## [Document passage]
Segment Open

New technology that monitors farm trends in real time could help the industry achieve further reductions in medicine use. Attendees of the latest Broiler Forum meeting heard how.
Broiler growers could make more use of the modern technology in the drive to reduce antibiotic usage.
By generating and processing data from a broiler flock, it could provide the earliest possible warnings that things may not be going right, according to Richard Lloyd, of Innovation for Agriculture (IFA).
“Bringing data together gives you the information to monitor and get really early warnings that something is going to go wrong, or has gone wrong,” said Mr Lloyd, who is precision livestock manager at IFA.
“And when you get early disease detection, you can then go in early with the antibiotic, so you tend to use less, because you’re going in at the early part of the challenge.
“Secondly, it gives an opportunity to take some preventative steps instead.”
His colleague, Joshua Onyango, reminded the audience of the findings of the O’Neill Commission, which predicted 10 million deaths annually worldwide by 2050, associated with pathogens becoming resistant to different types of treatment, compared with 8.2 million for cancer and 1.2 million for road traffic accidents.
“If we don’t act now, we are going to have a big problem in the year 2050. That is why there is a big call to use antibiotics responsibly and come up with a different strategy.
“Studies have found that already, up to 5,000 people a year die in England alone due to resistant pathogens.”
Mr Lloyd pointed out that this was not a scare, like predictions made for mad cow disease in humans. “This will go right to the top of the public’s agenda, because everyone soon will know someone who has died because they’ve have had an infection that has not been able to be treated.”
The good news is that the poultry sector was leading the way compared with other meat sectors, he suggested. Levels of antibiotic use were down to 25mg of antibiotics for every kg of chicken produced, compared with the pig sector at 183mg/kg.

Segment Closed

[Point-per-instance localization data]

Segment Open

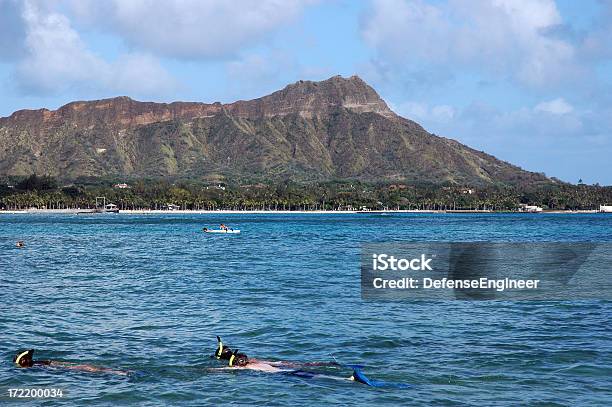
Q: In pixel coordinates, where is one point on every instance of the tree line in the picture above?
(45, 192)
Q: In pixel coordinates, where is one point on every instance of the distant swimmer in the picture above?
(25, 359)
(241, 360)
(238, 360)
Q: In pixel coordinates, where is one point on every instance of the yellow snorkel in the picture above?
(231, 362)
(219, 348)
(21, 355)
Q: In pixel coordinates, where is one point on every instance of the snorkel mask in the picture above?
(24, 359)
(238, 359)
(222, 352)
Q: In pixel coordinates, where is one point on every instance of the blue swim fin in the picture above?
(360, 377)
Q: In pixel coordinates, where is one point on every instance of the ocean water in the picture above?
(149, 294)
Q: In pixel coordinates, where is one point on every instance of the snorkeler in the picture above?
(238, 360)
(25, 359)
(241, 360)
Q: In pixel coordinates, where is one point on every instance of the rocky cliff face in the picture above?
(338, 128)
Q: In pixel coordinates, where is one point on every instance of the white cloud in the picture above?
(508, 38)
(556, 106)
(189, 28)
(56, 58)
(423, 112)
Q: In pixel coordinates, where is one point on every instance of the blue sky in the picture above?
(529, 81)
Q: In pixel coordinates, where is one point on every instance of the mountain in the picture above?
(339, 128)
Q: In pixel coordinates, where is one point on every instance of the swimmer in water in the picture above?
(236, 360)
(25, 359)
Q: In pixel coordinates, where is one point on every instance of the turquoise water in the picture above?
(149, 294)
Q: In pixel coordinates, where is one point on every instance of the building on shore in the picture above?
(529, 208)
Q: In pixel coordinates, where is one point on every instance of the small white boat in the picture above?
(231, 231)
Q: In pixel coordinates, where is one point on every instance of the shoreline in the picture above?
(281, 212)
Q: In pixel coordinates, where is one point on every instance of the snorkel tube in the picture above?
(24, 359)
(219, 350)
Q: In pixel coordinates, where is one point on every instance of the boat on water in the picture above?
(227, 231)
(104, 208)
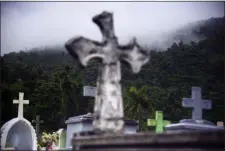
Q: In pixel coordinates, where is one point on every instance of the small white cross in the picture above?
(197, 103)
(20, 102)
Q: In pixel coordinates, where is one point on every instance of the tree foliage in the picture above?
(53, 83)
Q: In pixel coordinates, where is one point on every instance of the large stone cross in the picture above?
(197, 103)
(108, 109)
(21, 101)
(158, 122)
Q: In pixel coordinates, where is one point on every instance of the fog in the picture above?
(26, 25)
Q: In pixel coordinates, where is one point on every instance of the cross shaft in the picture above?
(21, 102)
(108, 109)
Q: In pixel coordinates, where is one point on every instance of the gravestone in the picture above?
(196, 123)
(37, 121)
(83, 124)
(220, 123)
(109, 116)
(62, 140)
(108, 109)
(196, 103)
(18, 133)
(89, 91)
(158, 122)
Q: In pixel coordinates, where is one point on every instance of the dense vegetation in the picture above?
(53, 83)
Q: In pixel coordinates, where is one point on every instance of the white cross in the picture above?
(197, 103)
(20, 102)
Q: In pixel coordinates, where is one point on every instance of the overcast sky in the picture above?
(26, 25)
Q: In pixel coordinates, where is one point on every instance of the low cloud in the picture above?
(25, 25)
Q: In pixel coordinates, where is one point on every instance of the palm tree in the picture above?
(137, 105)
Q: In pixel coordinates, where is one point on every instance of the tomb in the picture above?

Segment Closed

## [About this task]
Reproduce the passage of the article above on broiler antibiotic use, starting at "By generating and" and ending at "manager at IFA.".

## [Answer section]
By generating and processing data from a broiler flock, it could provide the earliest possible warnings that things may not be going right, according to Richard Lloyd, of Innovation for Agriculture (IFA).
“Bringing data together gives you the information to monitor and get really early warnings that something is going to go wrong, or has gone wrong,” said Mr Lloyd, who is precision livestock manager at IFA.